__REQUIRED WORK__
Convert the lines of the data into a JSON list of strings with one string per line, leaving out blank lines. Begin at the line that contains "QUERY necktie" and stop after the line that contains "[1013,342,1080,397]".

***** EXERCISE DATA

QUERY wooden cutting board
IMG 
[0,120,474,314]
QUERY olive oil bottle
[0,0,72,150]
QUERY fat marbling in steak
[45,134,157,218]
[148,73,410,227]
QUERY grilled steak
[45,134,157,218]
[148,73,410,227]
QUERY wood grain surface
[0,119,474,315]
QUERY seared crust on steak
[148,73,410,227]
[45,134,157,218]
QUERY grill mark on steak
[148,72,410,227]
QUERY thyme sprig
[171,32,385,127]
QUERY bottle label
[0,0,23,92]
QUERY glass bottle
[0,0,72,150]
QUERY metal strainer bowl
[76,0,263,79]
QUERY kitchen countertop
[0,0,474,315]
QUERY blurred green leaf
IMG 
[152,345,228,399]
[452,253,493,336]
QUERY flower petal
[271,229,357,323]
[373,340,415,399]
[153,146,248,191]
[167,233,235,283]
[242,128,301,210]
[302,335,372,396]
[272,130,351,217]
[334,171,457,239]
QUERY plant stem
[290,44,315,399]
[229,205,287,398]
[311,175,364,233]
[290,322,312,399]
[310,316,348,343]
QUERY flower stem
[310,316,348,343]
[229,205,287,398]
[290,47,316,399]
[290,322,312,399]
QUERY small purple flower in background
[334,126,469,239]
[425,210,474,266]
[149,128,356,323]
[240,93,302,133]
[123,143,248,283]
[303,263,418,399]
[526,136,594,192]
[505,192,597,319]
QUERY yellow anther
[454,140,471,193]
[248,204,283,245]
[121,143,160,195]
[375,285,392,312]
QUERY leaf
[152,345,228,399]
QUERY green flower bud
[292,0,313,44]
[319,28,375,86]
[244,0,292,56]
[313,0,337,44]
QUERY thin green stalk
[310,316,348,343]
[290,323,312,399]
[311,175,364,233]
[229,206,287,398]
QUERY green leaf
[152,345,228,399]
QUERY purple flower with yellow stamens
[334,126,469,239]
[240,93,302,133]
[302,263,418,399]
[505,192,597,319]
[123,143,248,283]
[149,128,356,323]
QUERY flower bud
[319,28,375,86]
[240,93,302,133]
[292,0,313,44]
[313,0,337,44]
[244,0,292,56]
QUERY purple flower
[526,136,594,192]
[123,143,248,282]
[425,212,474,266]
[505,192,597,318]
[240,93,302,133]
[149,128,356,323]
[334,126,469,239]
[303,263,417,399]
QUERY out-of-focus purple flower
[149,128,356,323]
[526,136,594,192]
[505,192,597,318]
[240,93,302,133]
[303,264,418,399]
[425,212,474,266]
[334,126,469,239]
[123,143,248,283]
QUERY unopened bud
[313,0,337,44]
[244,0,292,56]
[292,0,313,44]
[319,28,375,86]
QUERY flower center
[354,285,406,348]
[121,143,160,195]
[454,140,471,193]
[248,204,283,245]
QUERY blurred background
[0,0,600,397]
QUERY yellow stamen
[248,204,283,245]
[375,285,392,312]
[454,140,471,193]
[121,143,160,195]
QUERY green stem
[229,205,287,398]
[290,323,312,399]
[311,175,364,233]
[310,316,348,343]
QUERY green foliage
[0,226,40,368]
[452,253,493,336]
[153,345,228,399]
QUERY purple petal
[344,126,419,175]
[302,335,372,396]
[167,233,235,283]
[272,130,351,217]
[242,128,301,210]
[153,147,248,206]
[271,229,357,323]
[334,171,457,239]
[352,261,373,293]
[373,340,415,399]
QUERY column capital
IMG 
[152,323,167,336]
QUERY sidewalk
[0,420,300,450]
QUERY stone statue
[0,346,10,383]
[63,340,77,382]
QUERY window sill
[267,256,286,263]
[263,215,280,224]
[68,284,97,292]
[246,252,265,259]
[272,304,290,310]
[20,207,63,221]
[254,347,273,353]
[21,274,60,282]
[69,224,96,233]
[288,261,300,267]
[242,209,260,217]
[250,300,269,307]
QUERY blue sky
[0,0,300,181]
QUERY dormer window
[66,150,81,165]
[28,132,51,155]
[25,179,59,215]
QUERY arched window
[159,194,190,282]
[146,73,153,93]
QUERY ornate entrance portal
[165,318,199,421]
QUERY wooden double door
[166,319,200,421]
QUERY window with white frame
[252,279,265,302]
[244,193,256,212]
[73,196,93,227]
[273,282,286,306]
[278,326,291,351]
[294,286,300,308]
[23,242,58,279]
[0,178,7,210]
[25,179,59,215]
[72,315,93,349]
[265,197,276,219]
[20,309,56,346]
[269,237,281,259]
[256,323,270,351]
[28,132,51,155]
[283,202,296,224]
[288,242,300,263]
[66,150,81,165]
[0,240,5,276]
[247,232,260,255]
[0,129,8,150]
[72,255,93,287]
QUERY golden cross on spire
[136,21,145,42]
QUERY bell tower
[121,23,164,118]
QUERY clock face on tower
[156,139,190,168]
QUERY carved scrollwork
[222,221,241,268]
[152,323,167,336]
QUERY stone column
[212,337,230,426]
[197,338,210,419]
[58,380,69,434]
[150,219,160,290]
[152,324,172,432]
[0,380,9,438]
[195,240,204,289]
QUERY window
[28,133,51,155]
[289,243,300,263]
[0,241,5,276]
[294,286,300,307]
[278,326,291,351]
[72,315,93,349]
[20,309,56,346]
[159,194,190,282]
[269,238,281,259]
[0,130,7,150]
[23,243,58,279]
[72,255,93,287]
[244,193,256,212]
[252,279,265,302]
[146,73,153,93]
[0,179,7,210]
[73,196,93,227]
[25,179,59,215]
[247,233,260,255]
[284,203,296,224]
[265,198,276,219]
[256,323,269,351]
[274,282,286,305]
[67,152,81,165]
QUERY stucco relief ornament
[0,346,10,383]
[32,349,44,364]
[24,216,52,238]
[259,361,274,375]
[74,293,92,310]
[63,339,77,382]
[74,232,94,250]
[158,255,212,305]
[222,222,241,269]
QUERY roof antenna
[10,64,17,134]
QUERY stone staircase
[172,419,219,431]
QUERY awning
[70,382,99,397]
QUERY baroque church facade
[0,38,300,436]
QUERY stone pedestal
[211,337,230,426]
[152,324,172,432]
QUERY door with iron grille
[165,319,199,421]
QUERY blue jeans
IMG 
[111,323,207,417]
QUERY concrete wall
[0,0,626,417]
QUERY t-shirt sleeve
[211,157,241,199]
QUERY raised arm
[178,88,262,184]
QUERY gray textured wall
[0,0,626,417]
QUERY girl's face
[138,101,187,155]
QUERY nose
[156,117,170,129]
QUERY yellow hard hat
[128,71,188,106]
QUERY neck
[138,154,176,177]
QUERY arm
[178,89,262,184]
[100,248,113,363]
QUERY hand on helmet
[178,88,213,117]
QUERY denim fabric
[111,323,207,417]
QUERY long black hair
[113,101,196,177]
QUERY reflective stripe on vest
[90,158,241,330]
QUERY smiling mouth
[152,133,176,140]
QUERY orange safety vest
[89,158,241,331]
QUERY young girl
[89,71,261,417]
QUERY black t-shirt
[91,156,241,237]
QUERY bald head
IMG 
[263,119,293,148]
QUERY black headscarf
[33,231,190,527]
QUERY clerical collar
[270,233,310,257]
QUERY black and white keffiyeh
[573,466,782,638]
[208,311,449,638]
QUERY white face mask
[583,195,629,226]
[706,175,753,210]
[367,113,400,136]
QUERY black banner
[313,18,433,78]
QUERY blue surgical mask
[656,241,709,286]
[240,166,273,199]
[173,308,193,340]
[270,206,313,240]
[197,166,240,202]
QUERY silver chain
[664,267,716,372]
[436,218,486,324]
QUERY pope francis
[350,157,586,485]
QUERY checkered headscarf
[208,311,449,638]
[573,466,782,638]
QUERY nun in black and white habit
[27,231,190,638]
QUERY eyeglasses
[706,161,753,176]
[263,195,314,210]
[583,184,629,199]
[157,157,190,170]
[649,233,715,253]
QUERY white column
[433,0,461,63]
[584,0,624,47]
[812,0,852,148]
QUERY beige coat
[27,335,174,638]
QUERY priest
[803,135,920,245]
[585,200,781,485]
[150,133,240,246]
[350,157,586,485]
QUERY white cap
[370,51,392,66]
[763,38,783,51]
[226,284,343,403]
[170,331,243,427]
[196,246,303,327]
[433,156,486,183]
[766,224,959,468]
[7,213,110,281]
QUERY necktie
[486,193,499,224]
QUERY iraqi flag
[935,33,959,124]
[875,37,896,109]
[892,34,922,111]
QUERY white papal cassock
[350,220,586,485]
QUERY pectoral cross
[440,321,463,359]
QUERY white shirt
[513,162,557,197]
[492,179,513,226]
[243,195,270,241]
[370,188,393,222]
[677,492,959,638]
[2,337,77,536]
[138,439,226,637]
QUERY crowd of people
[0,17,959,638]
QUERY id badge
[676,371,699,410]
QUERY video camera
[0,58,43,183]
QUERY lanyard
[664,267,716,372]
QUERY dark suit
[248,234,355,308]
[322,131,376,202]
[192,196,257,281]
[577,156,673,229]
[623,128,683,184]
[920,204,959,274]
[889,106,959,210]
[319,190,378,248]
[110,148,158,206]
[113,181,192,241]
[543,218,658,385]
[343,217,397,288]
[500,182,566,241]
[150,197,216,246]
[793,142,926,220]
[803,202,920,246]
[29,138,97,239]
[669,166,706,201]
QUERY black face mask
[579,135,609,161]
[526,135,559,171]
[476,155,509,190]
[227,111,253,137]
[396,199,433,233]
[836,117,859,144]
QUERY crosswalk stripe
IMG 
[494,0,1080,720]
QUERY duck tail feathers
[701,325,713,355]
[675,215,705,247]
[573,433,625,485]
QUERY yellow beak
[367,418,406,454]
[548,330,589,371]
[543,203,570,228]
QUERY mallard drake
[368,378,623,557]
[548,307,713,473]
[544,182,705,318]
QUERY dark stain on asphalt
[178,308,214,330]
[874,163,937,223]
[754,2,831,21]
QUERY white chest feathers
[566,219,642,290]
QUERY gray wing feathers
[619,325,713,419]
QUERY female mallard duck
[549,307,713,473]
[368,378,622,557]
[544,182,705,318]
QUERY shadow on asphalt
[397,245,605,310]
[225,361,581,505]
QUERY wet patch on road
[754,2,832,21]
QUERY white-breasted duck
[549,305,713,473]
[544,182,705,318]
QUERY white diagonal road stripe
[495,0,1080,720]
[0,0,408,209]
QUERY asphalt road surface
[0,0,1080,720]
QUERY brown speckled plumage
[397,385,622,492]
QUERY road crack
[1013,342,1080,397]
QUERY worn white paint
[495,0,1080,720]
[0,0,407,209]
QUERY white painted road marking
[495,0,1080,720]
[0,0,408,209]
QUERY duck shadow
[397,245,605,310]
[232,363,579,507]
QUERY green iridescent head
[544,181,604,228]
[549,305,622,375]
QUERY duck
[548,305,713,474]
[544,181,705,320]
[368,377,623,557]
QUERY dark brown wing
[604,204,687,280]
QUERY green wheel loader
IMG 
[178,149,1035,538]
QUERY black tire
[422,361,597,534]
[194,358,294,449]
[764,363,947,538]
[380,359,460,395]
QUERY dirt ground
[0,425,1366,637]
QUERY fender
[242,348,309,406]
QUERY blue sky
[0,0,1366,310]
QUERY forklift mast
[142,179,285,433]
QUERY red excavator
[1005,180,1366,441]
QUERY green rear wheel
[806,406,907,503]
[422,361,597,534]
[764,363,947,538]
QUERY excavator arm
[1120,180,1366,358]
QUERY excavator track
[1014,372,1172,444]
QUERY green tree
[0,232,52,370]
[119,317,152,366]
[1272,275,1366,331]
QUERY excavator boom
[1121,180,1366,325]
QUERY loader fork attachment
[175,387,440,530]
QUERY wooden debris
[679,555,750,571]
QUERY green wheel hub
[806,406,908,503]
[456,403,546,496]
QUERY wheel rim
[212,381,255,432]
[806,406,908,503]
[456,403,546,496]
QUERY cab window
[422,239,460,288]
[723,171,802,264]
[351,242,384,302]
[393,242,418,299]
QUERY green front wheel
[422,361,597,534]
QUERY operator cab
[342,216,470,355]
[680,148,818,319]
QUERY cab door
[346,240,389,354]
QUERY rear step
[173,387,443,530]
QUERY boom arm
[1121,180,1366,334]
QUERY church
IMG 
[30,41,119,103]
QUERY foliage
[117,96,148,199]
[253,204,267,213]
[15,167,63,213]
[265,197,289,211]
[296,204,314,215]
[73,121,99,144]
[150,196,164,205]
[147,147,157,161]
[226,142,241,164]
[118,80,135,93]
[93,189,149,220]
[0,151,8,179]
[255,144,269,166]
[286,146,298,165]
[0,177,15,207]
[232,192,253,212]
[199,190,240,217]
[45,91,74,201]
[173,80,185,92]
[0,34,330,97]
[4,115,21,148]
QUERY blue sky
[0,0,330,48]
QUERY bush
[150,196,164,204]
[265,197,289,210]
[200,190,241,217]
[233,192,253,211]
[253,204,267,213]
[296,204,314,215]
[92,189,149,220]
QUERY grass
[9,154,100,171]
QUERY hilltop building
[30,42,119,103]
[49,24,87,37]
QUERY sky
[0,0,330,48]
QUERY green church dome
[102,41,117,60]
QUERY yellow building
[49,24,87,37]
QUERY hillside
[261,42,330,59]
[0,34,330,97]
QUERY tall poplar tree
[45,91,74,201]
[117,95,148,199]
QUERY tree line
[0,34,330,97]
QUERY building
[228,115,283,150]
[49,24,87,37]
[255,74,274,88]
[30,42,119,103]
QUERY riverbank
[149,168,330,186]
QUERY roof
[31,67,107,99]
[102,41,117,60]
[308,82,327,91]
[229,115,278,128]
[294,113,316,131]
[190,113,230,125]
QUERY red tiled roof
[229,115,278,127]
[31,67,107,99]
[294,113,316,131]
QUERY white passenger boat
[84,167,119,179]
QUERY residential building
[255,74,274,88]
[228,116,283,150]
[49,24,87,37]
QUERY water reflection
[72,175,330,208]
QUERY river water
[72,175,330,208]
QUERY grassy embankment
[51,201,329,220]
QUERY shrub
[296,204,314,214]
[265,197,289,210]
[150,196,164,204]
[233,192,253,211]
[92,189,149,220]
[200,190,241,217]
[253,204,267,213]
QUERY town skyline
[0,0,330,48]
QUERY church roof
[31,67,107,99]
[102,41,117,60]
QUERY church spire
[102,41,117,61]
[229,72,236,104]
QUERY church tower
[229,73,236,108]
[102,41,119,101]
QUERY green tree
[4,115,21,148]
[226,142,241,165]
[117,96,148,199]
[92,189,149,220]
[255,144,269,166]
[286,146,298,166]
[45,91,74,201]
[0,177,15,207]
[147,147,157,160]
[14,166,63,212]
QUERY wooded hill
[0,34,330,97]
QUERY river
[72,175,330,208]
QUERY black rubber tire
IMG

**********

__SOLUTION__
[
  "QUERY necktie",
  "[486,193,499,224]",
  "QUERY iraqi flag",
  "[935,33,959,124]",
  "[875,37,896,109]",
  "[892,34,922,111]",
  "QUERY white papal cassock",
  "[350,220,586,485]",
  "QUERY pectoral cross",
  "[440,321,463,359]",
  "QUERY white shirt",
  "[513,162,557,197]",
  "[492,179,513,226]",
  "[243,195,270,241]",
  "[370,188,393,222]",
  "[677,492,959,638]",
  "[2,337,77,536]",
  "[138,439,226,637]",
  "QUERY crowd of people",
  "[0,17,959,638]",
  "QUERY id badge",
  "[676,371,699,410]",
  "QUERY video camera",
  "[0,58,43,183]",
  "QUERY lanyard",
  "[664,267,716,372]",
  "QUERY dark suit",
  "[248,234,355,308]",
  "[322,131,376,202]",
  "[192,196,257,281]",
  "[577,156,673,229]",
  "[623,128,683,184]",
  "[920,204,959,274]",
  "[889,106,959,210]",
  "[319,190,378,248]",
  "[110,148,158,206]",
  "[113,181,192,241]",
  "[543,218,658,385]",
  "[343,217,397,288]",
  "[500,182,566,241]",
  "[150,197,216,246]",
  "[793,142,926,220]",
  "[803,202,920,246]",
  "[29,138,97,239]",
  "[669,166,706,201]",
  "QUERY black face mask",
  "[579,135,609,161]",
  "[526,135,559,171]",
  "[476,155,509,190]",
  "[227,111,253,137]",
  "[396,199,433,233]",
  "[836,117,859,144]",
  "QUERY crosswalk stripe",
  "IMG ",
  "[494,0,1080,720]",
  "QUERY duck tail feathers",
  "[701,325,713,355]",
  "[675,215,705,247]",
  "[573,433,625,485]",
  "QUERY yellow beak",
  "[367,418,406,454]",
  "[548,330,589,371]",
  "[543,203,570,228]",
  "QUERY mallard drake",
  "[368,378,623,557]",
  "[548,307,713,473]",
  "[544,182,705,318]",
  "QUERY dark stain on asphalt",
  "[178,308,214,330]",
  "[874,163,937,223]",
  "[754,2,831,21]",
  "QUERY white chest feathers",
  "[566,219,642,290]",
  "QUERY gray wing feathers",
  "[619,325,713,419]",
  "QUERY female mallard duck",
  "[549,307,713,473]",
  "[368,378,622,557]",
  "[544,182,705,318]",
  "QUERY shadow on asphalt",
  "[397,245,605,310]",
  "[225,361,581,505]",
  "QUERY wet patch on road",
  "[754,2,832,21]",
  "QUERY white-breasted duck",
  "[549,305,713,473]",
  "[544,182,705,318]",
  "QUERY white diagonal road stripe",
  "[495,0,1080,720]",
  "[0,0,408,209]",
  "QUERY asphalt road surface",
  "[0,0,1080,720]",
  "QUERY brown speckled plumage",
  "[397,385,622,492]",
  "QUERY road crack",
  "[1013,342,1080,397]"
]